Your goal — Starting at the line that contains "one marker per instance, written like [790,341]" and ending after the last line, write every line again with only the answer coordinates multiplied by 2.55 and rounded to whole numbers, halves rounded up. Leave all other text and numbers unchanged.

^^^^^^^^

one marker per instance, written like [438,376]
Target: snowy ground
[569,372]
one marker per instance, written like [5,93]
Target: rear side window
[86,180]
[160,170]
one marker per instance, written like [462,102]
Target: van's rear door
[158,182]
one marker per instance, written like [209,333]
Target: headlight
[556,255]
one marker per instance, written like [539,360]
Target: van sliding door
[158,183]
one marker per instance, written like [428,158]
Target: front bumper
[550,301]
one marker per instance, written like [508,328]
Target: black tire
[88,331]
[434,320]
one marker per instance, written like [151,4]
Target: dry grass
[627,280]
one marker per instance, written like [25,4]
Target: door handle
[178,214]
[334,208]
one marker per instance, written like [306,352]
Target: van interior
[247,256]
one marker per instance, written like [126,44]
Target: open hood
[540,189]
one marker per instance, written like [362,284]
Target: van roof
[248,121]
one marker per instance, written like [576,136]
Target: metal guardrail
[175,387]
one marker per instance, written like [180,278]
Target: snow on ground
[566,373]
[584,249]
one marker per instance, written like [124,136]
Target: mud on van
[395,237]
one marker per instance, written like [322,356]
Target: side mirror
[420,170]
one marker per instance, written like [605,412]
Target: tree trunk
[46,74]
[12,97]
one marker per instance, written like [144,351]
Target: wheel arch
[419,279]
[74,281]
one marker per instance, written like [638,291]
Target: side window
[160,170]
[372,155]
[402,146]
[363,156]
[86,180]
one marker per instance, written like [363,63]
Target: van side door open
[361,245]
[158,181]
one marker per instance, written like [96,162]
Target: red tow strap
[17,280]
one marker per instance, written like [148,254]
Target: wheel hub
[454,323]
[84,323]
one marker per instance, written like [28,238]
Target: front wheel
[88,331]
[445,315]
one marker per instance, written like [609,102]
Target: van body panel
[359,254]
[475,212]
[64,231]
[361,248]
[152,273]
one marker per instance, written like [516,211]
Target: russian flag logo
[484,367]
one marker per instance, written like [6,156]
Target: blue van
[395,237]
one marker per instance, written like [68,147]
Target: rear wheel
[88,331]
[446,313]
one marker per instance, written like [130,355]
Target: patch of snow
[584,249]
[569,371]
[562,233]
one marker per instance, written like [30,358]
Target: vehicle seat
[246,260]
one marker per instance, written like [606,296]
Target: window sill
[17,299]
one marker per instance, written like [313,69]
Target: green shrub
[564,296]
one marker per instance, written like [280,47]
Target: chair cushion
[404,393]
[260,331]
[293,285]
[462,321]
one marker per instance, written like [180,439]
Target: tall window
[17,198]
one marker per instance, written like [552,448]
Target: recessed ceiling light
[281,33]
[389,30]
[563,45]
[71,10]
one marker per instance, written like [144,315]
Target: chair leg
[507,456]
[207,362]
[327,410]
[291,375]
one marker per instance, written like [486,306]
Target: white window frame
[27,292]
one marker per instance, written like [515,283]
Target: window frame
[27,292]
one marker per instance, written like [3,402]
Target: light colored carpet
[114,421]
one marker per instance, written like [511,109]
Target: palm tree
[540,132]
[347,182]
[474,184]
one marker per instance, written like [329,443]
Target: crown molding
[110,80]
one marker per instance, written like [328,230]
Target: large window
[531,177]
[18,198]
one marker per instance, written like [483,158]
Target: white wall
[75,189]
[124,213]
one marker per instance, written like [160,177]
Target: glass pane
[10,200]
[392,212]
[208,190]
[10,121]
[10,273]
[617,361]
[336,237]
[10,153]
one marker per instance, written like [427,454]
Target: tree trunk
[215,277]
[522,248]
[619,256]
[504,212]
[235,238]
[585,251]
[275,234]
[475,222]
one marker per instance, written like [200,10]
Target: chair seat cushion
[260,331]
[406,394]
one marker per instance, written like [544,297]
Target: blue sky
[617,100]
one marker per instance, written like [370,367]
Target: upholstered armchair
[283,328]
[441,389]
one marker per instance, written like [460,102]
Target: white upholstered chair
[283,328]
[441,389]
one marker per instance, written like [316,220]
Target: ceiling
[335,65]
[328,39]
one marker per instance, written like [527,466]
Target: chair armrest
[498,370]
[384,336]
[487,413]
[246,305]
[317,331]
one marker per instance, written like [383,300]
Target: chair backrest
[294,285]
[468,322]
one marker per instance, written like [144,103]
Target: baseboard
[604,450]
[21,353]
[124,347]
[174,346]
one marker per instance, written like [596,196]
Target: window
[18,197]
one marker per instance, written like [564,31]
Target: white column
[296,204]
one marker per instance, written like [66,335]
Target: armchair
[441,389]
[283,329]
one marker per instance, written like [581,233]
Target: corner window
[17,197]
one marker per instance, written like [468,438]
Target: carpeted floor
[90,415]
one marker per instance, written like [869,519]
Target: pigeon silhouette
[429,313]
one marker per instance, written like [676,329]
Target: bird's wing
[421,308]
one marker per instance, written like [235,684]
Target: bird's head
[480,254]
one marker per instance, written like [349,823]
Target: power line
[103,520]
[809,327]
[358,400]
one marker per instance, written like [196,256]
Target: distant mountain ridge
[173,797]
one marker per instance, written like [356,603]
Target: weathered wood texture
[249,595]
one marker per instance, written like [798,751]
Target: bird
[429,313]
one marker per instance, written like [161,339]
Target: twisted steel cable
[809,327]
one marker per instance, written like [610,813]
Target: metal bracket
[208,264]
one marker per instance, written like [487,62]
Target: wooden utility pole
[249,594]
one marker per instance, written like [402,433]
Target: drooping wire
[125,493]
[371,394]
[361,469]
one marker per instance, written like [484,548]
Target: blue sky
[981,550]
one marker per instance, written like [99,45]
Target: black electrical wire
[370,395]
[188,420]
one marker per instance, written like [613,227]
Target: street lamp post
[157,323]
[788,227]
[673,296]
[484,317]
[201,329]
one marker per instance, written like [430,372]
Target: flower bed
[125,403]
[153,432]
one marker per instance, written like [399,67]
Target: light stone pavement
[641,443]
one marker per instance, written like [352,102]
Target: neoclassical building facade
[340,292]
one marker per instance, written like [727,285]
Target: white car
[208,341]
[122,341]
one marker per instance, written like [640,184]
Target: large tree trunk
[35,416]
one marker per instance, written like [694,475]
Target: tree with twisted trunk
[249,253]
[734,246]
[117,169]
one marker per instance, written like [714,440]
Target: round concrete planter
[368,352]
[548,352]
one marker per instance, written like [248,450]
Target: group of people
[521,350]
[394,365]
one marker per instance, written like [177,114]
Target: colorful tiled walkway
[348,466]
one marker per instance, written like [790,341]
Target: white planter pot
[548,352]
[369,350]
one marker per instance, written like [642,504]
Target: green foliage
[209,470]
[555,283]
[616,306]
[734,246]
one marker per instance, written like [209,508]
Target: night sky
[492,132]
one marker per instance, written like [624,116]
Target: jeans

^^^^^^^^

Solution —
one marker per instance, written like [790,341]
Target: white planter pot
[1397,898]
[941,893]
one marker per instance, written like [642,504]
Target: green foliage
[533,1199]
[1415,722]
[1571,780]
[1872,627]
one marker per instance, written like [209,508]
Target: night sky
[1255,337]
one marker per instance, written like [624,116]
Target: jeans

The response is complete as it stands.